The seam itself should exhibit the highest shear strength to reduce slipping between the panels; it is thus important to provide the strongest joint seal possible, with the lowest degree of manufacturing complexity and the highest level of safety for the builder as well. In the past, the female portion of each panel was produced with an extra hook that permitted an extra joint to be created over the outer edge of the male portion of the adjacent panel. Such a hook thus provided a more robust seal to be attained at the seam after suitable pressure was applied over the entire panel. It has been measured that a seam including such a hook portion can increase the strength of the seam by at least 50% over a non-hook design at a five foot purlin spacing; at a 2½ foot purlin spacing, the increase is even more dramatic, about 75%. Thus, the inclusion of such a hook within the female portion of a panel to be seamed to a male portion of an adjacent panel provides excellent shear strength properties, according even greater reliability as a leak-proof and wind-proof roof assembly. Unfortunately, the typical hook design (wherein the panels are provided with such a hook on the edge of a female portion prior to transport to a building site and placement on a target edifice) has created some noticeable problems that have yet to be overcome.
Such roof assemblies require intensive manpower to first lift and place the panels as needed, and further to initialize the sealing procedure. At a roof height of at least 12 feet, it is imperative for safety purposes to facilitate such roof assembly procedures through simplifying the procedure and best ensuring that cumbersome lifting movements are reduced. With previously produced panels including hook designs within the female portions thereof, instead of a simple placement of the target panels over one another and subsequently seaming such, it has been necessary to actually lift each panel in succession and make sure the hooked female portions actually engage the smaller male portions prior to seaming through a roll-lock procedure. In such a manner, safety precautions must be undertaken to permit such labor intensive actions. The panels themselves are generally quite heavy and mere placement aids in reducing the strain and possible safety compromises that are readily present when the typical pre-hooked panels are utilized. As such, there exists a definite need to provide a simpler, yet just as reliable, manner of seaming standing roof assembly panels.
A need has thus long been recognized for providing such high strength roof assemblies but without the potential dangerous and labor intensive lifting of panels due to the pre-hooked designs used therein. Such pre-hooked panels are generally produced at a panel production plant, rather than on-site at the building location. However, even were such panels produced on-site, the same issues with lifting rather than placing of the panels would be an issue. A manner of actually creating a hook to be integrated within a panel after placing in the target roof location is thus a desired outcome. To date, unfortunately, such a result has not been accorded the metal roofing industry.

ADVANTAGES AND SUMMARY OF THE INVENTION

One distinct advantage of the inventive apparatus and method is to provide extremely strong seals at the female/male portion interface of an elevated seam roof assembly. Another advantage is the provision of a much safer procedure for such roof assembly seaming while providing high strength seals. Yet another advantage is the capability of reducing complexity in manufacture, transport, storage, engagement, and ultimate seaming of roof panels through utilization of the apparatus and method of this invention.

# Exercise requirements:
1 > Answer from the roof-seam passage:
(a) By about what percentage does a hooked seam increase strength at a 2½ foot purlin spacing?
(b) At what roof height does the passage call simplifying assembly imperative for safety?
(c) Where are pre-hooked panels generally produced?
2 > Print the section of the roof-seam passage that starts at the words "ADVANTAGES AND SUMMARY" and ends after "of this invention.".
Rely only on the roof-seam passage for your answers.

# Data records:
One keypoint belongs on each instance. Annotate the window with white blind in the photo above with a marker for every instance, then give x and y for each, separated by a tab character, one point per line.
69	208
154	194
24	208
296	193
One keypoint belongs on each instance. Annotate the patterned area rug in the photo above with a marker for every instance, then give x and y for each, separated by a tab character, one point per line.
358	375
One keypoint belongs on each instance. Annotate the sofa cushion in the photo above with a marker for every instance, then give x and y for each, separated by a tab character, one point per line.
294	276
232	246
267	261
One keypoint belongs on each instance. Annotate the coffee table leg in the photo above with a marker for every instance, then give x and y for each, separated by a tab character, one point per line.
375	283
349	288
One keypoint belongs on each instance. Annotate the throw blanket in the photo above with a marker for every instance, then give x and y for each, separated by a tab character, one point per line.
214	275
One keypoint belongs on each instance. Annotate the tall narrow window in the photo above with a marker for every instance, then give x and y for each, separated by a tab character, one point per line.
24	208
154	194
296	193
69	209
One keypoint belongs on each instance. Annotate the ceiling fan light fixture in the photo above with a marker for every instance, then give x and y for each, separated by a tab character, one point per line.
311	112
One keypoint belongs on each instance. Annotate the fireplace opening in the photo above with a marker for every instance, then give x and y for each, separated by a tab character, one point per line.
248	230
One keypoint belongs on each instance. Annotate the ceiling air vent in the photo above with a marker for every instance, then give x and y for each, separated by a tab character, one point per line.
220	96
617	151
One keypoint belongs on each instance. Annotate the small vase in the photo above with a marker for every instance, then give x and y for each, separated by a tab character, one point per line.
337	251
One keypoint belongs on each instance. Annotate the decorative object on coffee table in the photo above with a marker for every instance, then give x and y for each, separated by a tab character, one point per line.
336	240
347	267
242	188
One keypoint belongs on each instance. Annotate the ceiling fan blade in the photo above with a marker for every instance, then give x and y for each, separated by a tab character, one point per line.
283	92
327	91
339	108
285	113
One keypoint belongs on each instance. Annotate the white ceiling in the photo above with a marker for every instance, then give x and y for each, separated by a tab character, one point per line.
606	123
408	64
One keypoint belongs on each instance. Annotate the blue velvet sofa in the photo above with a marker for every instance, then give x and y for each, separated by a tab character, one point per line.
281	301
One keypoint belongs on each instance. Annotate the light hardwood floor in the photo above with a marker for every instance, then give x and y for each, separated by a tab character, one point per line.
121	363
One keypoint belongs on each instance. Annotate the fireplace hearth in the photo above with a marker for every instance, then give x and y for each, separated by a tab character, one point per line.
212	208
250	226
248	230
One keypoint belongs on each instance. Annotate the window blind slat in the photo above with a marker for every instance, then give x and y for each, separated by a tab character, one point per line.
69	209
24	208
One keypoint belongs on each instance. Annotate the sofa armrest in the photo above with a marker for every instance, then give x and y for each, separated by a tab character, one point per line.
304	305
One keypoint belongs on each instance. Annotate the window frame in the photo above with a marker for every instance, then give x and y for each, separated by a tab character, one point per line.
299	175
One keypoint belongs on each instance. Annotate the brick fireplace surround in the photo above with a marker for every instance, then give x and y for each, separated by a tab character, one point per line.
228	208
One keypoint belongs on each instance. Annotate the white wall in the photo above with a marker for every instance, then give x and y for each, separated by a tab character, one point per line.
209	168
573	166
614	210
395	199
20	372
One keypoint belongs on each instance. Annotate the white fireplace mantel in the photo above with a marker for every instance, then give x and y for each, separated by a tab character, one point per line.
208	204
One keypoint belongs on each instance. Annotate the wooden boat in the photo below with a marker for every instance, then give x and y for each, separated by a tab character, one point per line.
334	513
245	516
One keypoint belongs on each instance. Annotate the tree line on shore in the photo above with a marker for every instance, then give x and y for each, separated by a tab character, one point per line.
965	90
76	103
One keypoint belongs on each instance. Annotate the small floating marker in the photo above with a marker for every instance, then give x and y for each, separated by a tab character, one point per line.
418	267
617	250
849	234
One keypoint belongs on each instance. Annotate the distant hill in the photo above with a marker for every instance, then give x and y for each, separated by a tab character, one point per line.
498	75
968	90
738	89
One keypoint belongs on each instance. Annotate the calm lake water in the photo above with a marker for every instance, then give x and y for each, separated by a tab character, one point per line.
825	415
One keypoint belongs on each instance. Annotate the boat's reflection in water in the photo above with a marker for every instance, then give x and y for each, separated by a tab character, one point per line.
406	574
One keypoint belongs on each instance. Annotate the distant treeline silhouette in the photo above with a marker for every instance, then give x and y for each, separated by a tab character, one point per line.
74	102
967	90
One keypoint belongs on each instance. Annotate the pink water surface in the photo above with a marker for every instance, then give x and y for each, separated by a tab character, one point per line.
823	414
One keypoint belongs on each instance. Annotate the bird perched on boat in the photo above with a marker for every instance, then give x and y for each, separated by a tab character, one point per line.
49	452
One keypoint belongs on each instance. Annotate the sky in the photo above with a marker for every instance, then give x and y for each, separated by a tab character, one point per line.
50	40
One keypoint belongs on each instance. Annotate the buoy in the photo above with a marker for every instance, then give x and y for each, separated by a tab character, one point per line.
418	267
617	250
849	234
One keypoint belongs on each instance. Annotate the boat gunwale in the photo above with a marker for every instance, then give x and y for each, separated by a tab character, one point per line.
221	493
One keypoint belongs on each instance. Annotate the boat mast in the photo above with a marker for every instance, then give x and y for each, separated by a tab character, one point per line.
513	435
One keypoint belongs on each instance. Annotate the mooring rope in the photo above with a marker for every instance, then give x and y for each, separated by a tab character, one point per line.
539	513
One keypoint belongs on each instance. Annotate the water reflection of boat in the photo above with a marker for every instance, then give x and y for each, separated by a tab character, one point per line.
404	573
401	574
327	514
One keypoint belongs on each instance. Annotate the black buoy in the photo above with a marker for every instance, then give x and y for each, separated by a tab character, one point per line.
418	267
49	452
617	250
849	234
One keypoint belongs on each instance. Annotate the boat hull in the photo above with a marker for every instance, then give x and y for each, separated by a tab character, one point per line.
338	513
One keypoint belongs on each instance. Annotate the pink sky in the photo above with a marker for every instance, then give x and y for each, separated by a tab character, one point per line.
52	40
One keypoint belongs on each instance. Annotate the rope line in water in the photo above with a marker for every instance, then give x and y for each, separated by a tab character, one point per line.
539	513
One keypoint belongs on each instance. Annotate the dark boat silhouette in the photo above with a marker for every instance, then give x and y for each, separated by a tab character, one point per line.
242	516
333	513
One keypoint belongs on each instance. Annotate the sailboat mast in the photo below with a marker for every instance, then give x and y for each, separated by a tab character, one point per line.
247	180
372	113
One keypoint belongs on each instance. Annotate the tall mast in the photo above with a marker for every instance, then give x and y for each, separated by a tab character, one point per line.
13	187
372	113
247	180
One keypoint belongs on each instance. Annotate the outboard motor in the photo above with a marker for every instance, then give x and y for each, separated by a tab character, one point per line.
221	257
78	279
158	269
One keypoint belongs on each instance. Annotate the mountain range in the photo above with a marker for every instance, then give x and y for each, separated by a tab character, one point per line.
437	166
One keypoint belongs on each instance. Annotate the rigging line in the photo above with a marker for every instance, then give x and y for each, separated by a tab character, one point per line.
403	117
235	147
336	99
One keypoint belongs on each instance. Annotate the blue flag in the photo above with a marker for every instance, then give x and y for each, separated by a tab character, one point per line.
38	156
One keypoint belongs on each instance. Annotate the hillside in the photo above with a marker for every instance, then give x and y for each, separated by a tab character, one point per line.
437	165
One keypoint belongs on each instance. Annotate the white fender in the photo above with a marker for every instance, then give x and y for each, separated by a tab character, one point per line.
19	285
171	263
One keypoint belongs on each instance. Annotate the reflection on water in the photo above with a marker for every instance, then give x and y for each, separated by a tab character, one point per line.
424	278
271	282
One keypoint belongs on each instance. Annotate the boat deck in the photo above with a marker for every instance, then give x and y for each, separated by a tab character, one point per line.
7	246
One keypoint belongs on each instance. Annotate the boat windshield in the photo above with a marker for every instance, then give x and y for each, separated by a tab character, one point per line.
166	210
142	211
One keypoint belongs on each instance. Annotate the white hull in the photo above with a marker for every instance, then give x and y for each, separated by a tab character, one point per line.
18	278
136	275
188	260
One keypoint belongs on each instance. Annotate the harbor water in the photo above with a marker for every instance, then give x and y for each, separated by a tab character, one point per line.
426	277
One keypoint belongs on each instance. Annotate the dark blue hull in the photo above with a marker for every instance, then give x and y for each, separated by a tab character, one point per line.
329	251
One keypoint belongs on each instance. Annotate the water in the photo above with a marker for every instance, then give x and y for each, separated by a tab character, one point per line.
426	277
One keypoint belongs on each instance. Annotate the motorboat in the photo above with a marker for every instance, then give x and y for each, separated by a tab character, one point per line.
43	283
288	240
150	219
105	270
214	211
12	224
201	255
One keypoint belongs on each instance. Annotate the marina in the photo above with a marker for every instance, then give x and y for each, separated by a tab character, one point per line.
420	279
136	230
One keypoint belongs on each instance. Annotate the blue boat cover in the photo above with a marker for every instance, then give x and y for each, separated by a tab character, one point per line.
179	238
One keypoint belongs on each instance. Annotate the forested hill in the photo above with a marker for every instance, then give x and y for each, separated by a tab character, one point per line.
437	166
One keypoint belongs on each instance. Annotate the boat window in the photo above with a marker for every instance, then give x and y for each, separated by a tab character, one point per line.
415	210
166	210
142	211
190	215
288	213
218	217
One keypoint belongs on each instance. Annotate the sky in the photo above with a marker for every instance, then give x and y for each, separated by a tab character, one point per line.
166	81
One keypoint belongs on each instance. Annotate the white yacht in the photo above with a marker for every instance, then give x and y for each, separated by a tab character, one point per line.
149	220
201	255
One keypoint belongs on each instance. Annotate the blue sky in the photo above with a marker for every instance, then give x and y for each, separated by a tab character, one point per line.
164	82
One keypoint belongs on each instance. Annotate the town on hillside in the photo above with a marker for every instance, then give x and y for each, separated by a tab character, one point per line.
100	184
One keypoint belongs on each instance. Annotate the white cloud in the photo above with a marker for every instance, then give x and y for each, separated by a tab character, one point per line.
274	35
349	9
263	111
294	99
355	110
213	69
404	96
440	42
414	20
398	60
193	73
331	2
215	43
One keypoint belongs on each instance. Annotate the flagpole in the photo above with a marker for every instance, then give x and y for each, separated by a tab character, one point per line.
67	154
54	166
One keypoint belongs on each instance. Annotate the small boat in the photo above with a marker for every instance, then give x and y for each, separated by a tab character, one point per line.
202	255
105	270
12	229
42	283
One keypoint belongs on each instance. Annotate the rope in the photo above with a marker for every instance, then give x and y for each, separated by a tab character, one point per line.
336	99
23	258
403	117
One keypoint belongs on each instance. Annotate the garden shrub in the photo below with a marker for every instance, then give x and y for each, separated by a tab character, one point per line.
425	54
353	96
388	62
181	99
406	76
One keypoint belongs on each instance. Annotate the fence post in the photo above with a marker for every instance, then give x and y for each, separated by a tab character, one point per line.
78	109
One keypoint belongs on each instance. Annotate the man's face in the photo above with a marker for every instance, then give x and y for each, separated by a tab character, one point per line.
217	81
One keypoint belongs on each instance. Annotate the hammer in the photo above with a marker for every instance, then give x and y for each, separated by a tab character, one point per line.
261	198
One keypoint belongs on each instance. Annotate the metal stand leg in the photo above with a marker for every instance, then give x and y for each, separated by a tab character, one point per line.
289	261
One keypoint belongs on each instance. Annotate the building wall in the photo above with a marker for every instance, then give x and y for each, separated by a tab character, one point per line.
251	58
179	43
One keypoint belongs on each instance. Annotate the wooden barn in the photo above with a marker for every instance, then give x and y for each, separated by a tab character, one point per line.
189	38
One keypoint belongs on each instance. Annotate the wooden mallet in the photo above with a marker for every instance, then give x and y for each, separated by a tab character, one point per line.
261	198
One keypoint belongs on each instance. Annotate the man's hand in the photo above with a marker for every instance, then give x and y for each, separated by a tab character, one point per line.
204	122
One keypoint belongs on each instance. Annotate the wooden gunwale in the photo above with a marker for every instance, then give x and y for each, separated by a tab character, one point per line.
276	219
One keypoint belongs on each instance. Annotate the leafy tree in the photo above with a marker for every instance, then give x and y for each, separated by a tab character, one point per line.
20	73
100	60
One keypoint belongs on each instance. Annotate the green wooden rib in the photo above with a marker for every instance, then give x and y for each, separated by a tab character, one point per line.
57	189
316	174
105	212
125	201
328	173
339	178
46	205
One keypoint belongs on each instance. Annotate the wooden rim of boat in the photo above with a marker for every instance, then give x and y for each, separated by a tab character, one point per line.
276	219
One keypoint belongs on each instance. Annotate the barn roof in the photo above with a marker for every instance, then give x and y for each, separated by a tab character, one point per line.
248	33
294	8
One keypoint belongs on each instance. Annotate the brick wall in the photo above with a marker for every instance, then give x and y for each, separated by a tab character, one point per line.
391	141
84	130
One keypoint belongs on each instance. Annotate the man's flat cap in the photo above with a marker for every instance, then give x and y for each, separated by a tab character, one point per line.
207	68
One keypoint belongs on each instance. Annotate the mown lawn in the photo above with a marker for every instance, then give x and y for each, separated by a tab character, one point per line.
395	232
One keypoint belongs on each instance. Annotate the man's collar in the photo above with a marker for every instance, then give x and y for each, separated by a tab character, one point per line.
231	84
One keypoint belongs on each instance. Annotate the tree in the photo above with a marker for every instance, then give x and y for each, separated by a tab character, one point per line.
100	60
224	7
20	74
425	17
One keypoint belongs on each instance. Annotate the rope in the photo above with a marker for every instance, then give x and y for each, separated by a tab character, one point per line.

# Answers given:
1 >
(a) About 75%.
(b) At least 12 feet.
(c) At a panel production plant, rather than on-site at the building location.

2 >
ADVANTAGES AND SUMMARY OF THE INVENTION

One distinct advantage of the inventive apparatus and method is to provide extremely strong seals at the female/male portion interface of an elevated seam roof assembly. Another advantage is the provision of a much safer procedure for such roof assembly seaming while providing high strength seals. Yet another advantage is the capability of reducing complexity in manufacture, transport, storage, engagement, and ultimate seaming of roof panels through utilization of the apparatus and method of this invention.